[Dataset entries]

--- START ---

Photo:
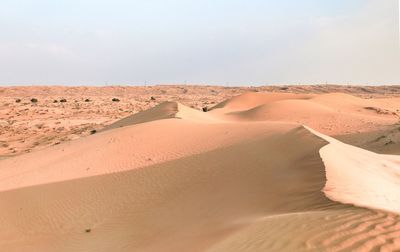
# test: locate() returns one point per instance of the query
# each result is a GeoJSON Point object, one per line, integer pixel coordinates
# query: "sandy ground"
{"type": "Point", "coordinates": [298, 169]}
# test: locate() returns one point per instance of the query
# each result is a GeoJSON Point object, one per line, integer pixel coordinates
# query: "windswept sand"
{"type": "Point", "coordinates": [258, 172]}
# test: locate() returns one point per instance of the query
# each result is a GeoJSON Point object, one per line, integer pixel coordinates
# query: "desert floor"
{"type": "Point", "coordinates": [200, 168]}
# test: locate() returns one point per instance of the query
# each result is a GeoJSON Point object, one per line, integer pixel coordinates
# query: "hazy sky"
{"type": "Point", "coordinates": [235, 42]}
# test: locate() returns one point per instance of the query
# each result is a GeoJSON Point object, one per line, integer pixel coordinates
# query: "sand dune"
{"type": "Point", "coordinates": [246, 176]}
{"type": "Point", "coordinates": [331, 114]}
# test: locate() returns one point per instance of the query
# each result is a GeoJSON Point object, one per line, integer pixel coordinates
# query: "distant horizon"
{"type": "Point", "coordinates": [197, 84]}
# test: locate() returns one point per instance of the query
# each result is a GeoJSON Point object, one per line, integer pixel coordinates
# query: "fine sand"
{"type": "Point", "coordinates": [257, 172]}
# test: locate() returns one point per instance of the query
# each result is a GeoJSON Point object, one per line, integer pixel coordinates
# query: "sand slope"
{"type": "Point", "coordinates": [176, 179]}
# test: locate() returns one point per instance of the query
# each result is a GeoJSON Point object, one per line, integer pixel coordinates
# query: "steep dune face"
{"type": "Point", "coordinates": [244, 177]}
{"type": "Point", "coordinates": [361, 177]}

--- END ---

_Problem to work on_
Using the data above, write out every line exactly, leaving the images behind.

_Answer to the exercise_
Photo:
# test: locate() returns one point per instance of the query
# each result is a GeoJSON Point object, one per line, integer pixel coordinates
# query: "sandy ground"
{"type": "Point", "coordinates": [298, 169]}
# test: locate() returns one point per instance of the query
# each result is a GeoJSON Point object, one per line, integer pixel coordinates
# query: "windswept sand"
{"type": "Point", "coordinates": [258, 172]}
# test: locate() returns one point per instance of the query
# each result is a GeoJSON Point object, one per line, integer pixel coordinates
# query: "desert floor"
{"type": "Point", "coordinates": [200, 168]}
# test: locate() returns one point per instance of the query
# each result is a GeoJSON Point object, one per line, integer pixel coordinates
# query: "hazy sky"
{"type": "Point", "coordinates": [235, 42]}
# test: locate() returns one point per instance of the query
# each result is a GeoJSON Point object, one per line, integer pixel coordinates
# query: "sand dune"
{"type": "Point", "coordinates": [246, 176]}
{"type": "Point", "coordinates": [331, 114]}
# test: locate() returns one point per instance of the query
# each result is a GeoJSON Point object, one per line, integer pixel coordinates
# query: "distant horizon"
{"type": "Point", "coordinates": [197, 84]}
# test: locate() returns one point per instance of the query
# each result is a GeoJSON Point object, one per line, integer pixel coordinates
# query: "fine sand"
{"type": "Point", "coordinates": [257, 172]}
# test: locate() returns one point per instance of the query
# each result is a GeoJSON Point object, one per line, integer pixel coordinates
# query: "sand slope"
{"type": "Point", "coordinates": [176, 179]}
# test: locate() returns one point per instance of the query
# each result is a GeoJSON Point object, one per line, integer pixel coordinates
# query: "steep dune face"
{"type": "Point", "coordinates": [244, 177]}
{"type": "Point", "coordinates": [361, 177]}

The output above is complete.